Search the listing below for lines containing the string "mantel". Reply with their count only.
========================================
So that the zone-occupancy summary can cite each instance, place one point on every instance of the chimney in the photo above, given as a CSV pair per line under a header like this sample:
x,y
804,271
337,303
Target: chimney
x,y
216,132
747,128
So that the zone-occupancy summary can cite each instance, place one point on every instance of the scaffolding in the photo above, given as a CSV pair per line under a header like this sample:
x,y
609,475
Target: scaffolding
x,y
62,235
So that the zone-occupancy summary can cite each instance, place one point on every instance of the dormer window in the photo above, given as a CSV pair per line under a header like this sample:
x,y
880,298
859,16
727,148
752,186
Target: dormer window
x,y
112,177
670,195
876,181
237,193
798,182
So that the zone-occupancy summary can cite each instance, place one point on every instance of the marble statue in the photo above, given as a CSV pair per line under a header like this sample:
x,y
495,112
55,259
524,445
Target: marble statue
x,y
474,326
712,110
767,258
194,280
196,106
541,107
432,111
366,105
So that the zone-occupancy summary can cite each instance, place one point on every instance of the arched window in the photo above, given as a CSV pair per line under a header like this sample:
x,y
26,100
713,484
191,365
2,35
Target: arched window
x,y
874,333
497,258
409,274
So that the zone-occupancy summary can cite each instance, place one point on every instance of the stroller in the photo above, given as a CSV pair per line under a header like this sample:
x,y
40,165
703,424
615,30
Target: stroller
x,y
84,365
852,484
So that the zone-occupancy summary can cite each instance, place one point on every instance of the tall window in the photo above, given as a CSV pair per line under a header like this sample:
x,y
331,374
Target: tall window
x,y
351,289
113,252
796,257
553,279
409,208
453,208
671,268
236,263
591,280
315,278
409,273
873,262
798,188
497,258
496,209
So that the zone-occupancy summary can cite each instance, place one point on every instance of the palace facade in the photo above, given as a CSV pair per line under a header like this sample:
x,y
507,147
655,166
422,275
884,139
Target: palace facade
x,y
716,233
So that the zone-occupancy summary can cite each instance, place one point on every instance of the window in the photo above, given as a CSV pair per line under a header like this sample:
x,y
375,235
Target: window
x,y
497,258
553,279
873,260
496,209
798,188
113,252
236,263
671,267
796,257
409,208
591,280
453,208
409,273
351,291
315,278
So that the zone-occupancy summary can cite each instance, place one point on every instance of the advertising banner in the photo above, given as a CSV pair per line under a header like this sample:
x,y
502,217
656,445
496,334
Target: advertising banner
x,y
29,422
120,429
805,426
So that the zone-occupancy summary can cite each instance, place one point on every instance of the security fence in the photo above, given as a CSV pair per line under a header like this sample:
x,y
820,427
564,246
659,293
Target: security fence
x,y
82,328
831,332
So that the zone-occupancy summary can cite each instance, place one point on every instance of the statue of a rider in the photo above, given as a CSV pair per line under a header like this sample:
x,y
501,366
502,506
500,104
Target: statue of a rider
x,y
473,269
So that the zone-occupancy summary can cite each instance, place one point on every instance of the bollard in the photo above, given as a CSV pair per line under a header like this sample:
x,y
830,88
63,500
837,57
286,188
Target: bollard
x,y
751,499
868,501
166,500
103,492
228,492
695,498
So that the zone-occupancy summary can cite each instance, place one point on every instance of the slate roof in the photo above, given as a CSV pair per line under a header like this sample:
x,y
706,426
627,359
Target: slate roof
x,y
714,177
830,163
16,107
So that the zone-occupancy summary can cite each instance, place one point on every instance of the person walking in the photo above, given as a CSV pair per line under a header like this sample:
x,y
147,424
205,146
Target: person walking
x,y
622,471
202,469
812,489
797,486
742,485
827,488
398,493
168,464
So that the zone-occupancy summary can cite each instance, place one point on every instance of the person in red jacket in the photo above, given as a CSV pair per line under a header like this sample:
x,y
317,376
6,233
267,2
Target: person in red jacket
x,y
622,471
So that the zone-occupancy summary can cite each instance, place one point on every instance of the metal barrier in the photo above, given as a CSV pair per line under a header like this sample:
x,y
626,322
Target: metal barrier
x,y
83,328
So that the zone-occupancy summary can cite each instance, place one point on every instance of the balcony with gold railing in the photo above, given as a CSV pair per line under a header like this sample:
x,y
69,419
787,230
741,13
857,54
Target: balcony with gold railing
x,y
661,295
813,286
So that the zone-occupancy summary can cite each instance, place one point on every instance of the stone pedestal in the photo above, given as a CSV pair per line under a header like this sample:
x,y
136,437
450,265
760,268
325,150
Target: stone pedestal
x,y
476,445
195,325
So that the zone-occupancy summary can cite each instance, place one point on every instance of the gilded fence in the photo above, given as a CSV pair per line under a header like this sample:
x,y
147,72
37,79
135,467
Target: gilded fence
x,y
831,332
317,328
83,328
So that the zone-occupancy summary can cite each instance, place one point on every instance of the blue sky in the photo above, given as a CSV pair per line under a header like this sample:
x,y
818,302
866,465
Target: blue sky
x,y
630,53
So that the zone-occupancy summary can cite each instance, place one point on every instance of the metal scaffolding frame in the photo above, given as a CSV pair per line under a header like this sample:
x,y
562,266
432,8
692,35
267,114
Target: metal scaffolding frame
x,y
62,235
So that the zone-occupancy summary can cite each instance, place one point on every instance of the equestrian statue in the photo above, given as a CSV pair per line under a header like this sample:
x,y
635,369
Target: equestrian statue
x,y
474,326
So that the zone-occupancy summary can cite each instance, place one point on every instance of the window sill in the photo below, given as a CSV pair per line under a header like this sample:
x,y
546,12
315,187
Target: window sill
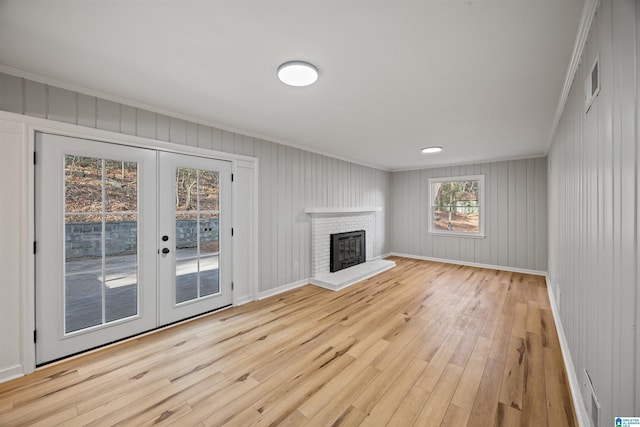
x,y
454,234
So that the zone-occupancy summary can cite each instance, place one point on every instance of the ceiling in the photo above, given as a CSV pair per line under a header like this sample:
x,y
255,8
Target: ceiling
x,y
480,78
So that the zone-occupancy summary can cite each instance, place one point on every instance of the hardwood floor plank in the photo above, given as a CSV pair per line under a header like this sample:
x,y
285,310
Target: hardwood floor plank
x,y
438,402
439,363
455,416
343,401
485,404
559,404
514,374
410,408
534,405
387,405
424,343
468,386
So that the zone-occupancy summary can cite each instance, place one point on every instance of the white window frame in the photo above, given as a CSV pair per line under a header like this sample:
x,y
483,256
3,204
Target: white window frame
x,y
481,205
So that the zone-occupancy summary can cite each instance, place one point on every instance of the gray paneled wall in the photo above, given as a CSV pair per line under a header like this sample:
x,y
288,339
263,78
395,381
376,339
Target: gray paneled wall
x,y
515,215
290,179
593,215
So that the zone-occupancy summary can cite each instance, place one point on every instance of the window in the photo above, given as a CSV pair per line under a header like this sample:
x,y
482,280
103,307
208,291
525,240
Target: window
x,y
456,206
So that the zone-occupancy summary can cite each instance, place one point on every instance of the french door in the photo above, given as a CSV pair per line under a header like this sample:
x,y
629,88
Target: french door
x,y
128,239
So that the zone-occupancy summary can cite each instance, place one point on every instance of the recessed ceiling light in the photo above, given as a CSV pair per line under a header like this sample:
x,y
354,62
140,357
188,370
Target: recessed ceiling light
x,y
430,150
297,73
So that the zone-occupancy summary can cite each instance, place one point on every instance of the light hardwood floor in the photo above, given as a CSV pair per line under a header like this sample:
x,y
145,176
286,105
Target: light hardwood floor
x,y
422,344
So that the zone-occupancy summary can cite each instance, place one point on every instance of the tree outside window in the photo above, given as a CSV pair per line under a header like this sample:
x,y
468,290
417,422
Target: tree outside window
x,y
456,205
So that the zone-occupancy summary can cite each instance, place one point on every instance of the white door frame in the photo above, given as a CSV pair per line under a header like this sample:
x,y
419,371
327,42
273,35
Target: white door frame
x,y
243,292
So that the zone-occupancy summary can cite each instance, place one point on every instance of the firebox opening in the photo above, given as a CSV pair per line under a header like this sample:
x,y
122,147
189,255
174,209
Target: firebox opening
x,y
347,250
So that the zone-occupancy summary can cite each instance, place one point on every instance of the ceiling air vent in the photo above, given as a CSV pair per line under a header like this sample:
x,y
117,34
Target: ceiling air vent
x,y
592,84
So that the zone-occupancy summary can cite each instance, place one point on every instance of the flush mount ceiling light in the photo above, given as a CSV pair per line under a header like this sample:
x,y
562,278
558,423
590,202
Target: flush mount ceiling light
x,y
430,150
297,73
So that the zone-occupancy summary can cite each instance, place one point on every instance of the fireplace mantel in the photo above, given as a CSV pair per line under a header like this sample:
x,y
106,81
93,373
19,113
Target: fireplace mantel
========================================
- ANSWER
2